■ **Given records**:
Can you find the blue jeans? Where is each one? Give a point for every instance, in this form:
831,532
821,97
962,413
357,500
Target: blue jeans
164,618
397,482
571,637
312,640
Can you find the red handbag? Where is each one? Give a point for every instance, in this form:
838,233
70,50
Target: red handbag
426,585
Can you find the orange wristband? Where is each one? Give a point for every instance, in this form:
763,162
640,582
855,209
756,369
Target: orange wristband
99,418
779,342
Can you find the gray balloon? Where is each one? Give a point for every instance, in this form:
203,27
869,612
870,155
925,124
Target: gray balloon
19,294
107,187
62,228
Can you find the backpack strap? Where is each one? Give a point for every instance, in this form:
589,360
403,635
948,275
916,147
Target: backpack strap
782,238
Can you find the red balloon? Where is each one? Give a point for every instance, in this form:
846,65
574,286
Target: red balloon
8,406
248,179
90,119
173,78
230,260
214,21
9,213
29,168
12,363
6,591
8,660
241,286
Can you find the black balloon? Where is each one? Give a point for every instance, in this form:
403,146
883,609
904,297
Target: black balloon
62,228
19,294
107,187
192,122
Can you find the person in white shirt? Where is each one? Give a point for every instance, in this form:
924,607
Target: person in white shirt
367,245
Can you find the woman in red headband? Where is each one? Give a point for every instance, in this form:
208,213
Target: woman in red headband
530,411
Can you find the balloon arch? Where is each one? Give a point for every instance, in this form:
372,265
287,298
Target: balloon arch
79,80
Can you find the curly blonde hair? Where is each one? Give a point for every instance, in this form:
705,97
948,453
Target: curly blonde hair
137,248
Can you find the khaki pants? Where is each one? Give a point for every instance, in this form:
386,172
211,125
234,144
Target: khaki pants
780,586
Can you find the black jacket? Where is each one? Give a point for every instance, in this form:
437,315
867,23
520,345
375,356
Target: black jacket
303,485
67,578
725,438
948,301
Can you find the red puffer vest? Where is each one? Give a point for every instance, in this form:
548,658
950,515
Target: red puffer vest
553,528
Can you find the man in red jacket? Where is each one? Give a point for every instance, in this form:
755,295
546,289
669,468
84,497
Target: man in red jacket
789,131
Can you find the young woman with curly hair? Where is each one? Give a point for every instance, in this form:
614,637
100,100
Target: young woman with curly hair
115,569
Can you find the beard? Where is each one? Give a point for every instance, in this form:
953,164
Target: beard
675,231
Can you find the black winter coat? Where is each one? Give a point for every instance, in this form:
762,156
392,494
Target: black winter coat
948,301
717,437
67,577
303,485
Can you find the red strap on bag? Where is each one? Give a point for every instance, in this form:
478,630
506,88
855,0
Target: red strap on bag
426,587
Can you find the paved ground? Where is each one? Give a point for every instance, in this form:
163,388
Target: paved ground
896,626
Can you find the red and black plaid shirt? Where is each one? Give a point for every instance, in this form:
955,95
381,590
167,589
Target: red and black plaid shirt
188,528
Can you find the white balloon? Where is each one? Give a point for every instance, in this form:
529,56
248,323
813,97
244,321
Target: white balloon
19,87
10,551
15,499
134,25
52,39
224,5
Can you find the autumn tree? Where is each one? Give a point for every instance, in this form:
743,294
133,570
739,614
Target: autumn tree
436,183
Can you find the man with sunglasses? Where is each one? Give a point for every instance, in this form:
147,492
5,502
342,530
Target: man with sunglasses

■ **Exercise brief**:
Replace every "instance" in the records above with "occurrence", and give all the records again with nothing else changed.

■ **Written answer**:
Can you find the blue jeans? Where is each one? Give a point for every occurrence, in this form:
831,532
821,97
962,413
357,500
Target: blue jeans
164,618
397,482
571,637
312,640
Can you find the red handbag? Where is each one? Give a point for every occurrence, in this form:
838,233
70,50
Target: red handbag
426,585
Can you find the orange wristband? Where is each one? Give a point for every occurrence, in this form:
763,162
640,582
855,209
756,369
Target: orange wristband
99,418
779,342
Can you find the gray balloon? Where is each one? Give a point for every occurrence, in this form:
203,27
869,612
870,155
925,124
Target: gray balloon
19,294
107,187
62,228
Can you find the backpack strap? Where is each one? Give a point for every occurrence, in this form:
589,360
403,635
948,275
916,147
Target: backpack strap
782,238
Can you find the red balloon? Where is each one? Give a point for every occurrence, in this form:
846,65
574,286
Target: red balloon
8,406
248,179
90,119
173,78
230,260
214,21
9,213
29,168
12,363
6,591
8,660
241,286
Can you find the black balloon? Where is each one? Give a point for every occurrence, in this form:
403,146
883,609
904,297
Target: black balloon
62,228
19,294
107,187
192,122
Can you find the person in white shirt? Where is each one? Give a point for every occurrence, in this form:
924,607
Target: person in white shirt
367,245
Can you find the woman in red headband? Where is each one? Give a point for every occurrence, in this form:
208,213
Target: woman in red headband
530,411
Can you find the balloon arch? Where is each one? Give a point for every occurrence, in this form:
372,265
287,298
Target: balloon arch
79,80
Can you find the curly blonde hair? Where is each one? Give a point for every occurrence, in this form:
705,97
948,453
Target: curly blonde hair
137,248
Can you find the khaki pants? Where is each one? Give a point for every occurrence, in this form:
386,172
211,125
234,144
Target: khaki pants
780,586
Can you find the black jacket? Where is each one? Give a point for every occurrence, in this form:
437,315
867,23
520,345
375,356
Target: black jacket
303,485
67,578
725,438
948,301
Can you find the red puffer vest? Where is each one? Give a point for every occurrence, in this form:
548,658
950,515
Target: red puffer vest
553,528
Can you find the man in red jacket? Where is each one? Give a point for every occurrence, in this form:
755,295
546,289
669,468
84,497
Target: man in red jacket
789,131
Can you find the young woman with curly hair? Where is each one? Give a point for every occurrence, in this form:
614,637
100,100
Target: young woman with curly hair
115,569
Can you find the beard? Where is each one? Give a point for every occurrence, in this form:
953,164
Target: beard
675,231
Can you find the black winter coat? Where is each one? Give a point for every occurrence, in this form:
762,156
392,494
Target: black winter coat
948,301
717,437
67,577
303,485
Can you find the red strap on bag? Where is each one? Give a point for every occurrence, in this form:
478,630
506,88
855,0
Target: red strap on bag
426,587
Can you find the paved ground? Where is each one? Give a point for every occurrence, in this form:
163,388
Target: paved ground
896,626
Can you find the red and black plaid shirt? Where is each one? Give a point for every occurrence, in this form:
955,95
381,590
167,589
Target: red and black plaid shirt
188,528
Can you find the white balloon? Where is each one? Give a point for every occurrence, in this form:
529,56
248,323
813,97
244,321
Target: white balloon
19,87
10,551
15,499
134,25
52,39
224,5
Can you find the autumn tree? Where is each one? Give a point for every occurrence, in this form:
743,294
133,570
739,614
Target: autumn tree
436,183
Can you find the man with sunglasses? Where is each one? Give a point for every occurrence, in this form:
147,492
5,502
342,530
Target: man with sunglasses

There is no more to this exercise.